# Data supplied start

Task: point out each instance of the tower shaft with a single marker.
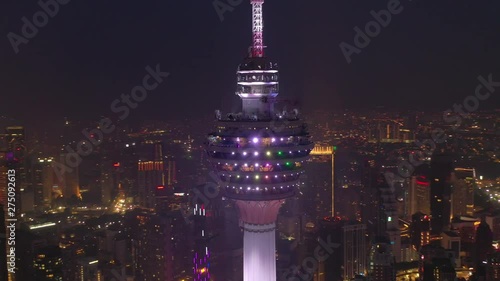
(257, 28)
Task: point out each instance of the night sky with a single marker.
(90, 52)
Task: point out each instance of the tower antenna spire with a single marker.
(257, 28)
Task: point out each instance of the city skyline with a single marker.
(99, 60)
(183, 141)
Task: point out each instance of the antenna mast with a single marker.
(257, 28)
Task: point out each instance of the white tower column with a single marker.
(259, 252)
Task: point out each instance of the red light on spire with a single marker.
(257, 28)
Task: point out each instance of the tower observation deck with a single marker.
(258, 154)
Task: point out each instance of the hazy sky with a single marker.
(429, 55)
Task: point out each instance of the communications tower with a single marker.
(258, 155)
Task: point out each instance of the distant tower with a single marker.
(484, 240)
(151, 176)
(382, 263)
(441, 169)
(258, 155)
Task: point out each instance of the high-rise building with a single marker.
(88, 269)
(440, 177)
(48, 264)
(382, 262)
(419, 195)
(319, 194)
(259, 154)
(484, 241)
(462, 197)
(44, 181)
(151, 176)
(152, 245)
(493, 267)
(419, 230)
(201, 256)
(355, 251)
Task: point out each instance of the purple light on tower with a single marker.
(260, 187)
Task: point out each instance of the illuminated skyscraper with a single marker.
(201, 258)
(258, 155)
(151, 177)
(355, 251)
(441, 169)
(462, 197)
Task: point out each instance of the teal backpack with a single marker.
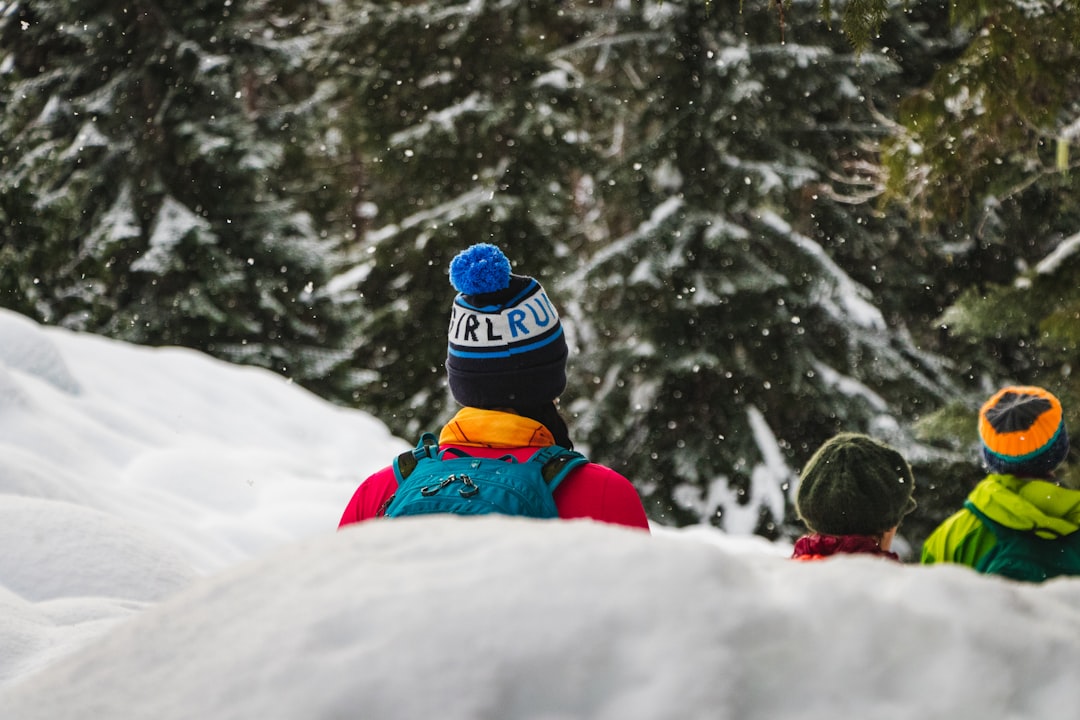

# Data supplied end

State how many lines of the items above contain the string "spire", with uppercase and lowercase letters treated as distinct. Reply with the number alone.

2